В октябре 1918 года советская власть приняла декрет «О введении новой орфографии», предписывавший печатать все газеты, журналы, книги и официальные документы по другим правилам.
Из алфавита исключались буквы «ять», «фита», «и десятиричное», заменяясь на е, ф и и. Устранялся твердый знак ъ после согласной в конце слова. Приставки, заканчивавшиеся на з, перед глухими согласными превращались в приставки на с. В родительном падеже прилагательных, причастий и местоимений вместо аго/яго требовалось писать ого/его. В именительном и винительном падеже женского и среднего рода множественного числа прилагательных, причастий и местоимений вместо ыя/iя – ые/ие. В родительном падеже единственного числа личного местоимения женского рода вместо ея – ее. Наконец, из замены «ятя» на е делались исключения: вместо множественного числа именительного падежа женского рода оне надлежало писать они, а вместо женского рода одне, однех, однеми – одни, одних, одними.
Вот вроде бы и вся реформа. Провести ее на территории, контролируемой большевиками, большого труда не составляло – все печатные средства там были захвачены советской властью и полностью контролировались, действовала цензура, мимо которой ни один «ять» не проскочит. Революционные матросы реформировали орфографию просто – они ходили по типографиям и уничтожали литеры запрещенных букв. А так как буква ъ была и запрещена, и не запрещена, революционное сознание пролетариата, теряясь перед этой апорией, решило действовать по-большевистски – ее тоже уничтожали. Еще многие десятилетия значительная часть советских книг и большинство газет печатались с «апострофом» – диакритическим знаком вместо твердого: «С`езд ВКП(б)».
Реформа обсуждалась еще до революции – учительские съезды жаловались на то, что крестьянские дети изнемогают, заучивая слова с «ятями», и это мешает им постигать грамоту. Академия наук даже создала специальную Орфографическую подкомиссию, в которой верховодили известные лингвисты Фортунатов и Шахматов. Однако это не делало реформу строго научной, если в таком деле вообще была возможна научность: реформаторы руководствовались своими идеологическими или научными предубеждениями.
Академик Ф. Ф. Фортунатов был виднейшим представителем лингвистической школы младограмматиков, которая всегда и во всем искала строгие фонетические соответствия. Из двух принципов правописания, смешанных в русской орфографии – исторического (как принято) и фонетического (как слышится) – Фортунатов, как и многие другие сторонники реформы, защищал второй. А потому фанатично боролся с «ятем», который в его представлении являлся чистой фонетической бессмыслицей, не соответствуя никакому живому звуку, отличавшемуся от е (на деле многие защитники нереформированной орфографии этот звук слышат, но это может быть и плодом их воображения).

[Что сделать]:
A – Кто, согласно отрывку о реформе орфографии, верховодил в Орфографической подкомиссии Академии наук?
B – Согласуются ли с отрывком о реформе орфографии следующие утверждения? Для каждого ответьте «да» или «нет» и приведите решающие слова текста точной цитатой.
(i) Академия наук создала специальную подкомиссию по орфографии.
(ii) Революционные матросы уничтожали в типографиях литеры запрещенных букв.
(iii) По новым правилам твердый знак после согласной в конце слова сохранялся.

[Данные]:
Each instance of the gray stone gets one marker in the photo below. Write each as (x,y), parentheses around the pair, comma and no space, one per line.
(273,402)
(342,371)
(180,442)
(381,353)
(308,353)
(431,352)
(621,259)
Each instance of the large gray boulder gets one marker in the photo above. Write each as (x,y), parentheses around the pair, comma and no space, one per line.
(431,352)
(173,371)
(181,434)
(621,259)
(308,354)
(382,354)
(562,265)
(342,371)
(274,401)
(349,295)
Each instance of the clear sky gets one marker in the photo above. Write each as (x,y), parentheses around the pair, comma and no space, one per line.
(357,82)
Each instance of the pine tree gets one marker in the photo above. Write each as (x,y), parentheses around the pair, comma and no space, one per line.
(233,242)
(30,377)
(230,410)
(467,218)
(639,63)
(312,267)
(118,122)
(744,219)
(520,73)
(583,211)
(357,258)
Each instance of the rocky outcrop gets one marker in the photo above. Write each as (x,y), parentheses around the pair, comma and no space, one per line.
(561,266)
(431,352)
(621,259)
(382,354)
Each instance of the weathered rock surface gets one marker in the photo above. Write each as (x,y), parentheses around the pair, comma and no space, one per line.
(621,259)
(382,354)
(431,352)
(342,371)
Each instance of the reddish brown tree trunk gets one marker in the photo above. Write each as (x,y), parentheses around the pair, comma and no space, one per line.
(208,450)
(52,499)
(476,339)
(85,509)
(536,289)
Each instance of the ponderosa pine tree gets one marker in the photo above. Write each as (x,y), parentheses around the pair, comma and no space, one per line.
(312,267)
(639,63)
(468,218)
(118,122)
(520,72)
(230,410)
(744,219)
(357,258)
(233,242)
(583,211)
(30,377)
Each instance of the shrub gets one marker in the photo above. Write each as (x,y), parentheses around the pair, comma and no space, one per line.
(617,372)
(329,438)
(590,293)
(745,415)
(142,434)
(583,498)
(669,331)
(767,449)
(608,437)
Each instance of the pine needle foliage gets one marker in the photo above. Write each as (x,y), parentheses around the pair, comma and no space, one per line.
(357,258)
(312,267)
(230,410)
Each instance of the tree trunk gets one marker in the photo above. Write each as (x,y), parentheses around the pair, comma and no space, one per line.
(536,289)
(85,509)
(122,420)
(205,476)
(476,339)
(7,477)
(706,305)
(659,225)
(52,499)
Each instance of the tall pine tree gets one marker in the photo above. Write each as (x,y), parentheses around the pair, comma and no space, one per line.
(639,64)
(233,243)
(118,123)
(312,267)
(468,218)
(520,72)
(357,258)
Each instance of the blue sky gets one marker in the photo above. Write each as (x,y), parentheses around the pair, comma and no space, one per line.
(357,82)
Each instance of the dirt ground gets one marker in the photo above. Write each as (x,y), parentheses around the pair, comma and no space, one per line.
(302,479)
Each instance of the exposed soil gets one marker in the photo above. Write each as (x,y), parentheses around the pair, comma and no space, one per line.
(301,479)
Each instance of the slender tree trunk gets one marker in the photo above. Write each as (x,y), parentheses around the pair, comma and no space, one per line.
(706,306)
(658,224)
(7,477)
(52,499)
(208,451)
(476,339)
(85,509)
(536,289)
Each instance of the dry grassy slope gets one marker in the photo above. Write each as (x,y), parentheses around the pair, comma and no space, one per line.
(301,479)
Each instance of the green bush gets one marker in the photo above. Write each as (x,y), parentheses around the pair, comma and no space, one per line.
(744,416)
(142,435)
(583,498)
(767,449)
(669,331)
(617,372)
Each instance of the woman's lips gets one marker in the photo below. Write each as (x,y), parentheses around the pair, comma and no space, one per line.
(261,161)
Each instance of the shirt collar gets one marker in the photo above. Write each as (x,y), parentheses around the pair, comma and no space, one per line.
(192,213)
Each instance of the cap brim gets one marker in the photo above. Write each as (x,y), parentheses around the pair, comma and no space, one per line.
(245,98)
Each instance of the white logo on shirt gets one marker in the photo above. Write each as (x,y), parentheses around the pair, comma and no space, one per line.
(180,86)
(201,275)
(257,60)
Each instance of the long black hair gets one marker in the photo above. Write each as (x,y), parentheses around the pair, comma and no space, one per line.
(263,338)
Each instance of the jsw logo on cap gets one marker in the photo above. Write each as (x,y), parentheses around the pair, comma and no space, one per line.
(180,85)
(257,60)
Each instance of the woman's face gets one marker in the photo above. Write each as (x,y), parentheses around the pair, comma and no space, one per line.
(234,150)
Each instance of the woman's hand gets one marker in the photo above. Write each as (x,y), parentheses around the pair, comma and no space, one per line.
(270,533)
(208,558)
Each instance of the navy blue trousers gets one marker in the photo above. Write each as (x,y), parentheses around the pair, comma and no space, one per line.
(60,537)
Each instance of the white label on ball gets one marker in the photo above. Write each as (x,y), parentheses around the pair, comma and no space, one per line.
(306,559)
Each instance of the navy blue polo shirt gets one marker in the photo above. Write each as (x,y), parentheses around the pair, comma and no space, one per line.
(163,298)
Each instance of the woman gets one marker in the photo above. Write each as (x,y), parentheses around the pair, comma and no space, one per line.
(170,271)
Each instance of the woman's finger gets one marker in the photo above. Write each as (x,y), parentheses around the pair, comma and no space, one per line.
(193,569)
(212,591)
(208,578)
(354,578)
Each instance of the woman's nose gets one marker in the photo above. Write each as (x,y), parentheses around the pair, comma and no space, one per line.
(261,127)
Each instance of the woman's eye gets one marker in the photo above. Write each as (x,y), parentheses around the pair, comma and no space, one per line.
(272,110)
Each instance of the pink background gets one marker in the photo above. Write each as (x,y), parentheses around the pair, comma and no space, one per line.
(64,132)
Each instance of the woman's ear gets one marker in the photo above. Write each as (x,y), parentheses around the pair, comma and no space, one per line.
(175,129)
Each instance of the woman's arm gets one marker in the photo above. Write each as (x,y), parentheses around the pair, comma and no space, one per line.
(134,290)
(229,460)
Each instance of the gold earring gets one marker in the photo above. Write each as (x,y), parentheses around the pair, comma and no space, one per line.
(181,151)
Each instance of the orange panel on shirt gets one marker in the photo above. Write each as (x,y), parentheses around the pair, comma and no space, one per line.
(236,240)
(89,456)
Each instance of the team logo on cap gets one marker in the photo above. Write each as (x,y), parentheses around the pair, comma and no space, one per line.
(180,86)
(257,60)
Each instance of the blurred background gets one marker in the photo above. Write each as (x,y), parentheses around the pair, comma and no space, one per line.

[Решения заданий]:
A – Лингвисты Фортунатов и Шахматов.

B –
(i) Да: «Академия наук даже создала специальную Орфографическую подкомиссию».
(ii) Да: «они ходили по типографиям и уничтожали литеры запрещенных букв».
(iii) Нет: «Устранялся твердый знак ъ после согласной в конце слова».